Problem description:
Reproduce the records below line for line, without changing anything, but leave out the pictures.

Excerpts from annotation records
## Begin
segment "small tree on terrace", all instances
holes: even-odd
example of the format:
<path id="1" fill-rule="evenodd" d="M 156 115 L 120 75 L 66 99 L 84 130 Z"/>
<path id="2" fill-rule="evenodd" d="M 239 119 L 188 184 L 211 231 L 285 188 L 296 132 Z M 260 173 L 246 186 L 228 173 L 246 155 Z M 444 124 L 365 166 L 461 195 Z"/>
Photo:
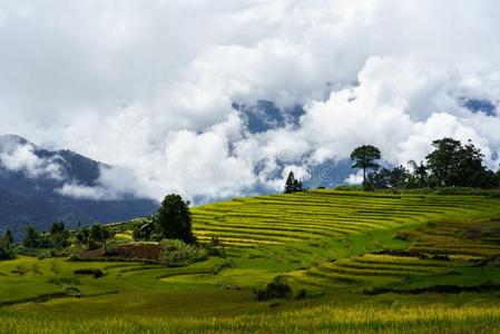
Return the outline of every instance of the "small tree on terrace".
<path id="1" fill-rule="evenodd" d="M 164 198 L 155 217 L 155 225 L 160 229 L 164 238 L 180 239 L 186 244 L 196 243 L 193 234 L 189 202 L 170 194 Z"/>
<path id="2" fill-rule="evenodd" d="M 363 186 L 366 186 L 366 169 L 379 169 L 375 161 L 380 158 L 380 149 L 372 145 L 362 145 L 352 151 L 351 160 L 355 161 L 352 168 L 363 169 Z"/>
<path id="3" fill-rule="evenodd" d="M 293 171 L 290 171 L 285 183 L 285 194 L 293 194 L 304 190 L 304 185 L 295 178 Z"/>

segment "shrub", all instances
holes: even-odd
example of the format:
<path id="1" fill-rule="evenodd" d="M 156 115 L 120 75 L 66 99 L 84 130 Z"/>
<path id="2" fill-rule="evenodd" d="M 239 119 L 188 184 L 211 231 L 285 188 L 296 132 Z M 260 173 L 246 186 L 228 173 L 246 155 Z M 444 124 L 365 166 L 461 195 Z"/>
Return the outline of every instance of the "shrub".
<path id="1" fill-rule="evenodd" d="M 73 276 L 52 277 L 48 282 L 50 284 L 56 284 L 56 285 L 60 285 L 60 286 L 80 285 L 80 279 L 78 277 L 73 277 Z"/>
<path id="2" fill-rule="evenodd" d="M 104 273 L 99 268 L 79 268 L 72 272 L 75 275 L 91 275 L 94 278 L 102 277 Z"/>
<path id="3" fill-rule="evenodd" d="M 76 286 L 72 286 L 72 285 L 65 287 L 65 293 L 68 296 L 72 296 L 72 297 L 77 297 L 77 298 L 81 297 L 80 289 L 78 287 L 76 287 Z"/>
<path id="4" fill-rule="evenodd" d="M 272 298 L 284 298 L 292 293 L 292 287 L 285 276 L 276 276 L 265 288 L 257 288 L 255 294 L 258 301 L 268 301 Z"/>
<path id="5" fill-rule="evenodd" d="M 340 191 L 363 191 L 364 187 L 362 185 L 340 185 L 334 188 L 334 190 Z"/>
<path id="6" fill-rule="evenodd" d="M 194 245 L 188 245 L 178 239 L 166 239 L 160 243 L 161 245 L 161 264 L 168 267 L 180 267 L 188 265 L 193 262 L 199 262 L 208 258 L 206 249 L 199 248 Z"/>
<path id="7" fill-rule="evenodd" d="M 205 244 L 205 249 L 208 252 L 209 256 L 217 256 L 226 258 L 226 250 L 224 245 L 220 243 L 219 238 L 213 236 L 209 244 Z"/>
<path id="8" fill-rule="evenodd" d="M 220 273 L 222 271 L 226 269 L 226 268 L 231 268 L 233 267 L 233 262 L 232 261 L 225 261 L 223 263 L 217 264 L 214 267 L 214 275 L 217 275 L 218 273 Z"/>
## End
Expected answer:
segment "small tree on terrace", all instances
holes: even-odd
example of the format:
<path id="1" fill-rule="evenodd" d="M 156 115 L 120 75 L 66 99 L 84 130 Z"/>
<path id="2" fill-rule="evenodd" d="M 239 119 L 188 184 L 211 231 L 285 188 L 296 132 Z M 260 173 L 246 186 L 228 173 L 246 155 Z M 444 124 L 365 166 L 461 195 Z"/>
Photo:
Return the outline of every instance of the "small tree on terrace".
<path id="1" fill-rule="evenodd" d="M 164 198 L 155 217 L 155 225 L 160 229 L 164 238 L 180 239 L 186 244 L 196 243 L 193 234 L 189 202 L 170 194 Z"/>
<path id="2" fill-rule="evenodd" d="M 363 186 L 366 186 L 366 169 L 379 169 L 375 161 L 380 158 L 380 149 L 372 145 L 362 145 L 352 151 L 351 160 L 355 161 L 352 168 L 363 169 Z"/>
<path id="3" fill-rule="evenodd" d="M 293 171 L 290 171 L 285 183 L 285 194 L 293 194 L 304 190 L 304 185 L 295 178 Z"/>

segment "shrub", all instances
holes: even-odd
example of the format:
<path id="1" fill-rule="evenodd" d="M 156 115 L 120 75 L 66 99 L 84 130 Z"/>
<path id="2" fill-rule="evenodd" d="M 239 119 L 188 184 L 211 231 L 285 188 L 296 132 Z M 260 173 L 246 186 L 228 173 L 246 155 Z M 444 124 L 365 166 L 461 195 Z"/>
Return the outline of every instance of the "shrub".
<path id="1" fill-rule="evenodd" d="M 73 276 L 52 277 L 48 282 L 50 284 L 56 284 L 56 285 L 60 285 L 60 286 L 80 285 L 80 279 L 78 277 L 73 277 Z"/>
<path id="2" fill-rule="evenodd" d="M 104 273 L 99 268 L 79 268 L 72 272 L 75 275 L 91 275 L 94 278 L 102 277 Z"/>
<path id="3" fill-rule="evenodd" d="M 76 286 L 72 286 L 72 285 L 65 287 L 65 293 L 68 296 L 72 296 L 72 297 L 77 297 L 77 298 L 81 297 L 80 289 L 78 287 L 76 287 Z"/>
<path id="4" fill-rule="evenodd" d="M 272 298 L 284 298 L 292 293 L 292 287 L 285 276 L 276 276 L 265 288 L 257 288 L 255 294 L 258 301 L 268 301 Z"/>
<path id="5" fill-rule="evenodd" d="M 340 191 L 363 191 L 364 187 L 362 185 L 340 185 L 334 188 L 334 190 Z"/>
<path id="6" fill-rule="evenodd" d="M 194 245 L 188 245 L 178 239 L 166 239 L 160 243 L 161 245 L 161 264 L 168 267 L 180 267 L 188 265 L 193 262 L 199 262 L 208 258 L 206 249 L 199 248 Z"/>
<path id="7" fill-rule="evenodd" d="M 205 244 L 205 249 L 208 252 L 209 256 L 217 256 L 226 258 L 226 250 L 224 245 L 220 243 L 219 238 L 213 236 L 209 244 Z"/>
<path id="8" fill-rule="evenodd" d="M 220 273 L 222 271 L 226 269 L 226 268 L 231 268 L 233 267 L 233 262 L 232 261 L 225 261 L 223 263 L 217 264 L 214 267 L 214 275 L 217 275 L 218 273 Z"/>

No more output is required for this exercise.